• [Source passage]
# Keep substrates separate



## Taz3528 (6 Feb 2014)

Hi

I’m setting up a new planted tank using a 2cm layer of Dennerle’s Deponit substrate topped by a 5cm layer of gravel (all straightforward so far) and would like have an area of sand for corys approx 2cm deep.  To keep the Deponit/Gravel separate from the sand I’m planning to use a strip of acrylic bent to shape and siliconed to the tank bottom.  The dilemma is how to raise the sand substrate by +/- 3cm safely to blend/level its top with that of the gravel’s.

I’ve considered and discarded a number of options: polystyrene (floats, breaks up, safety?), slate tiles or glass (heavy, difficult to shape), “egg crate” (anaerobic pockets) and would appreciate any alternative suggestions from the forum.

Thanks


----------



## BigTom (6 Feb 2014)

Sorry if I'm missing something but why not just have the sand 5cm deep?


----------



## Taz3528 (6 Feb 2014)

• [Material to process]
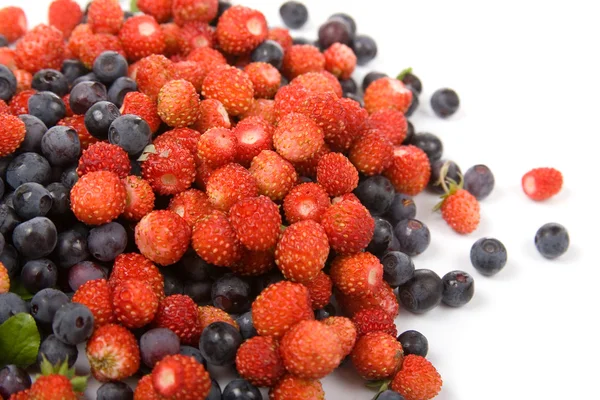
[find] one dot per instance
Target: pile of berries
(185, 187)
---
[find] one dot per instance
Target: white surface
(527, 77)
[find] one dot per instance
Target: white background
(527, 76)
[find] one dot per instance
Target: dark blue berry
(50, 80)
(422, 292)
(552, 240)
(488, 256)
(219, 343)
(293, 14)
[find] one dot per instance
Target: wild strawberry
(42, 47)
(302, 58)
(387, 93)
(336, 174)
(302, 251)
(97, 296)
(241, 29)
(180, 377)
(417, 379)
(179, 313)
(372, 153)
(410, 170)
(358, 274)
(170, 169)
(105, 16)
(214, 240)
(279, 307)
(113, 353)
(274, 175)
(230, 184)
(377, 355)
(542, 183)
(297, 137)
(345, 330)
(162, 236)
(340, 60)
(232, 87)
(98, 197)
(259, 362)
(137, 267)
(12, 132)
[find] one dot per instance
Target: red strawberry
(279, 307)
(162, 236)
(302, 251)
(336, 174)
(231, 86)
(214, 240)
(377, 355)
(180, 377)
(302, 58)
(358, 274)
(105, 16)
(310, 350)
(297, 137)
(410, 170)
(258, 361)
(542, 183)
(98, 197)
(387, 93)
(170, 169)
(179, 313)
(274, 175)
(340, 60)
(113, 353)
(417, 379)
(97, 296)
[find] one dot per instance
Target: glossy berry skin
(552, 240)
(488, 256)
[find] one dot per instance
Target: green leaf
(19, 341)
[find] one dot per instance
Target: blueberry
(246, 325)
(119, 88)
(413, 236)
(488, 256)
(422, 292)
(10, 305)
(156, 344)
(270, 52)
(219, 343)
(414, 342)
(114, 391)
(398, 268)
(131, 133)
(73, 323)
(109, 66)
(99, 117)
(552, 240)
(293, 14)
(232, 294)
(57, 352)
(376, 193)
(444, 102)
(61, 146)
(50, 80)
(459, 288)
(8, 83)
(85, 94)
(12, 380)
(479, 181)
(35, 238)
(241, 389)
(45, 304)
...
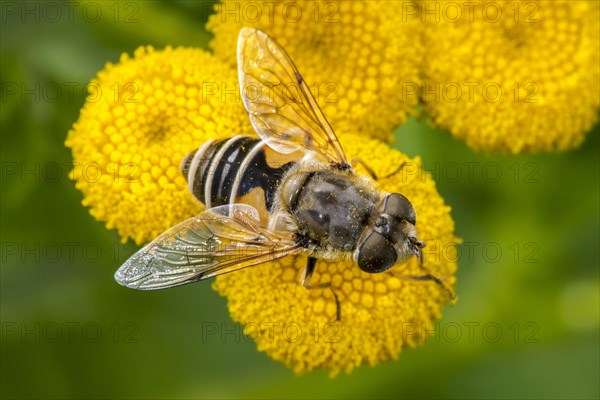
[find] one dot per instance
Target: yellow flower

• [Complete the following]
- 1) Give only the number of lines in the entries that contain the string "white". Case counts.
- 2) Extend the forum thread about keeping aquarium substrates separate, picking up right after its last line.

• [Responses by task]
- 1) 2

- 2)
S'truth that was quick!  From what I've read elsewhere corys seem to do best in a substrate up to 2cm, also past experience using deep sand was not good (anaerobic, blanket algae, etc) - but that may be 'cos I didn't stir it enough.  I'm not planning to plant the sand substrate, except for for may be plants attached to rock/wood.
Nevertheless, happy to be guide by the experience/advice of others...


----------



## BigTom (6 Feb 2014)

Personally I've never had issues with fairly deep sand and never stir it. Can't imagine the corys have any idea how much sand is underneath them either!

Otherwise I'm sure someone will have an ingenious idea or two.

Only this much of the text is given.